About this exercise> Beginning at the line that contains "ear shown in this photo.", transcribe every line up to the last one in the material below. Include no other lines.

Records>
--------------------------------------------------

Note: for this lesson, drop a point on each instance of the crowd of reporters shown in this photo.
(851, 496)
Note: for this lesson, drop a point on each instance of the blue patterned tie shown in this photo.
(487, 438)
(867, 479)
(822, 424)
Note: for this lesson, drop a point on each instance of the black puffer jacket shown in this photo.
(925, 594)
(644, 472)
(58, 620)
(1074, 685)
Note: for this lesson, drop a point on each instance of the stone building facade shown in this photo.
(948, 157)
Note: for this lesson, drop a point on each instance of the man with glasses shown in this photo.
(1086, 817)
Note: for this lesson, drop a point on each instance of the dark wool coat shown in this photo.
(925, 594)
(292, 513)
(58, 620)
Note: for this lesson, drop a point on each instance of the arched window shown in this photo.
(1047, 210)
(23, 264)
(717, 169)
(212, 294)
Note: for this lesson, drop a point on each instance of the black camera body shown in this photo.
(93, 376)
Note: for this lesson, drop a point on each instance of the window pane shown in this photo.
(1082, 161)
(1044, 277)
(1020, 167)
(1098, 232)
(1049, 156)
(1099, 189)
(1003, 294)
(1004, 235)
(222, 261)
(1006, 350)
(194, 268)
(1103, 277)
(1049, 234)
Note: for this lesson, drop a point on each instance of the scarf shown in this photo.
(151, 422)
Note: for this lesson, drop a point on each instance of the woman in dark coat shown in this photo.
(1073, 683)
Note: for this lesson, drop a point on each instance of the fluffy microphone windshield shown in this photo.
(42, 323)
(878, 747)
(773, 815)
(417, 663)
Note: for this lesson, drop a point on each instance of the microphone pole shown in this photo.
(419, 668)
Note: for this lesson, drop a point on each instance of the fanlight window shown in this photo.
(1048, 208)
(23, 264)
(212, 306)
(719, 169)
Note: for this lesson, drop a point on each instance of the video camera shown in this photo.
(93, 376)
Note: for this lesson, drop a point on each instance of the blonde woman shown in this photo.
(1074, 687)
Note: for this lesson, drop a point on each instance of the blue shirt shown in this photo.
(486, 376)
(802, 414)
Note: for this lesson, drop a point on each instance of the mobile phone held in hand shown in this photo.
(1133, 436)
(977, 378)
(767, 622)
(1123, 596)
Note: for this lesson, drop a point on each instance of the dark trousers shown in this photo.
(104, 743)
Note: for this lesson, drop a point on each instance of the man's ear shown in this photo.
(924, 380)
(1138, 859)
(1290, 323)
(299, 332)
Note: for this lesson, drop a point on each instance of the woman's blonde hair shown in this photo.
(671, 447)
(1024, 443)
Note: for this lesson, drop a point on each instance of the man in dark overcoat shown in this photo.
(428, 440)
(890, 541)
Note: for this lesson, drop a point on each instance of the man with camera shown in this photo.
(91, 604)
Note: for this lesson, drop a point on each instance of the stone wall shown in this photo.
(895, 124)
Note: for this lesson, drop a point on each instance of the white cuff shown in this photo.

--------------------------------------------------

Result of the task>
Note: for this lesson, drop a point on each instance of the man's ear shown in this photo.
(924, 380)
(1138, 859)
(1290, 323)
(299, 332)
Note: for this lesson, drop a point on each instance of the woman's blonde hair shown in this photo.
(671, 447)
(1024, 443)
Note: for this lesson, drop a point on each instance of the man in dark overcoat shown in this photo.
(428, 440)
(890, 541)
Note: for this lesson, drop a point on each instance of the man with camera shown in this photo.
(91, 604)
Note: for this lesson, drop a point on each instance of the stone wall shown in this photo.
(895, 124)
Note: for this lesson, drop a point on each instance of the white cuff shown in this photo.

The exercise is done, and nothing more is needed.